• **SOURCE EXTRACT**
○ ○ ○ ○ ○

The astable multivibrator circuit is a classic circuit for flashing two LEDs. It doesn’t have to flash two LEDs though. It can blink just one LED. Or it can create a tone to play on a speaker.
First, let me show you the circuit in action:
Want to know the theory behind how the circuit works?
There have been many attempts to explain this circuit. Most have failed to explain it to other than those already beyond the beginner level.
So here’s my humble attempt.
But let’s keep this interactive – ask me about the things you don’t understand in the comments section at the bottom. And I’ll update the article as I discover what is missing.
The Astable Multivibrator Circuit Diagram
This is a classic oscillator circuit.
The Light-Emitting Diode (LED) on the left side is lit when the transistor on the left side (Q1) is ON. The LED on the right side is lit when the transistor on the right side (Q2) is ON.
Resistors R1 and R4 are only there to set the current through the LEDs.
Which means the remaining six components make up the oscillator: Q1, Q2, C1, C2, R2, and R3.
Understanding the Astable Multivibrator
The voltage on the left side of C2 controls transistor Q1.
The voltage on the right side of C1 controls transistor Q2.
When transistor Q1 turns ON, it changes the voltage of C1 so that Q2 turns off.
After a short while, the voltage of C1 rises back up and turns on the transistor Q2.
When transistor Q2 turns on, it changes the voltage of C2 so that Q1 turns off.
This keeps repeating.
But that’s a very superficial explanation.
What if you want to understand why this happens?
Before we jump in
If you want to really understand how the astable multivibrator circuit works, you have to look more detailed at how the voltages over the two capacitors behave.
What do you need to know?
You need to know how transistors work.
And it is important that you have a good understanding of how voltages behave in a circuit, and how current flows.
These are all subjects you’ll learn when you join Ohmify, my online school for learning electronics.
The Detailed Explanation
A couple of things to help you before diving into the explanation…
1. Voltage is always measured between two points.

○ ○ ○ ○ ○

• **PROVIDED MATERIAL**
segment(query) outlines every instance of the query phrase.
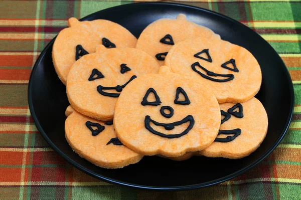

○ ○ ○ ○ ○

In one to three sentences, explain why the astable multivibrator article counts only six components as making up the oscillator. The lines that come after the article are separate material and stand apart from it.

Resistors R1 and R4 are there only to set the current through the LEDs. That leaves Q1, Q2, C1, C2, R2, and R3 as the components that form the oscillator.